• [练习任务]: 下面有一段讲解如何用印章伪造签名这道题的文字，请接着它的最后一句往下续写。

• [给定文段]:
◇ ◇ ◇ ◇ ◇ ◇ ◇

For simplicity, the signature is represented as an n×m grid, where every cell is either filled with ink or empty. Andrey’s pen can fill a 3 × 3
square without its central cell if it is completely contained inside the grid, as shown below.
xxx
x.x
xxx
Determine whether is it possible to forge the signature on an empty n × m grid.
Input
The first line of input contains two integers n and m (3 ≤ n , m ≤ 1000 ).
Then n lines follow, each contains m characters. Each of the characters is either ‘.’ , representing an empty cell, or ‘#’, representing an ink filled cell.
Output
If Andrey can forge the signature, output “YES”. Otherwise output “NO”.
You can print each letter in any case (upper or lower).
Examples
input
3 3
###
#.#
###
output
YES
input
3 3
###
###
###
output
NO
input
4 3
###
###
###
###
output
YES
input
5 7
.......
.#####.
.#.#.#.
.#####.
.......
output
YES
Note
In the first sample Andrey can paint the border of the square with the center in (2,2).
In the second sample the signature is impossible to forge.
In the third sample Andrey can paint the borders of the squares with the centers in (2,2) and (3,2):
- we have a clear paper:
...
...
...
... - use the pen with center at (2,2).
###
#.#
###
... - use the pen with center at (3,2).
###
###
###
###
In the fourth sample Andrey can paint the borders of the squares with the centers in (3,3) and (3,5).
题意:
xxx
x.x
xxx
有一个印章,形状如上(X表示有墨水,.表示空),给你一个图形,问是否能够用这个章盖出来。
思路:
- 我们发现要使某一个格子盖上墨水,其必须有一个中心,也就是说这个有墨水的格子的四周8格中有一个作为它的中心,它才有可能被盖上墨水。因此对于任意一个有墨水的格子,它周围的8个格子中,至少存在一个可以作为中心的格子。
- 那么什么样的格子可以作为中心呢?
(1) 观察印章的形状,它的中心为空,四周8个格子有墨水,因此对于任何一个空格子,其四周8个格子不能够作为中心,一旦其作为中心,这个空格子就会被染色。
(2)四周的边界不能够作为中心,因为如果它们作为中心,那么盖章的时候就会盖到外面去,这是不允许的。

◇ ◇ ◇ ◇ ◇ ◇ ◇

• [数据集]:
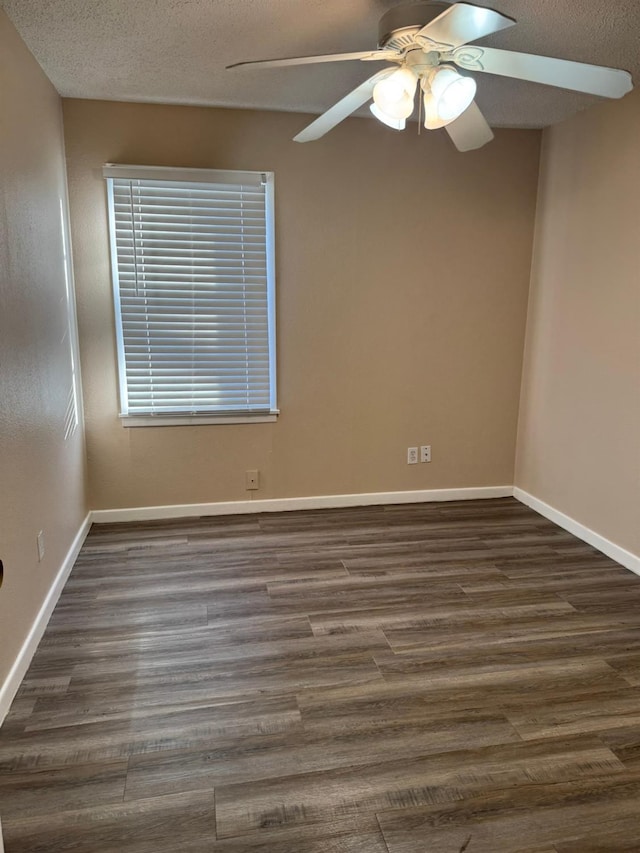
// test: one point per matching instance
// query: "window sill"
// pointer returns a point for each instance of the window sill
(195, 420)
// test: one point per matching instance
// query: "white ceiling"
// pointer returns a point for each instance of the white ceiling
(175, 51)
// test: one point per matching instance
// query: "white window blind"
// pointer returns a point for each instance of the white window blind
(193, 275)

◇ ◇ ◇ ◇ ◇ ◇ ◇

• [回答]:
以上我们找到了不能够作为中心的格子(称之为禁戒细胞),那么剩下的就是可以作为中心的格子。 - 综上,我们可以先对所有的格子进行处理,找出所有禁戒细胞,然后再对所有墨水格进行检测,其周围8个格子是否至少有一个非禁戒细胞。如果满足上诉条件,则说明可以盖出这个的章,输出“YES”,否则输出“NO”。
代码:
(官方题解代码:)
#include<bits/stdc++.h>
using namespace std;
const int maxn = (int)1e3 + 3;
int n, m;
char a[maxn][maxn];
bool can[maxn][maxn];
vector<int> must_have[maxn][maxn];
inline bool inside(int x, int y){
return x >= 0 && y >= 0 && x < n && y < m;
}
int main(){
scanf("%d%d", &n, &m);
for(int i = 0; i < n; i++)
for(int j = 0; j < m; j++)
can[i][j] = true;
for(int i = 0; i < n; i++)
for(int j = 0; j < m; j++){
do{
a[i][j] = getc(stdin);
}while(a[i][j] != '.' && a[i][j] != '#');
for(int dx = -1; dx <= 1; dx++)
for(int dy = -1; dy <= 1; dy++){
if(abs(dx) + abs(dy) == 0 || !inside(i + dx, j + dy))continue;
if(a[i][j] == '.')can[i + dx][j + dy] = false;
else if (i + dx != 0 && j + dy != 0 && i + dx != n - 1 && j + dy != m - 1)must_have[i][j].push_back((i + dx) * m + j + dy);
}
}
for(int i = 0; i < n; i++)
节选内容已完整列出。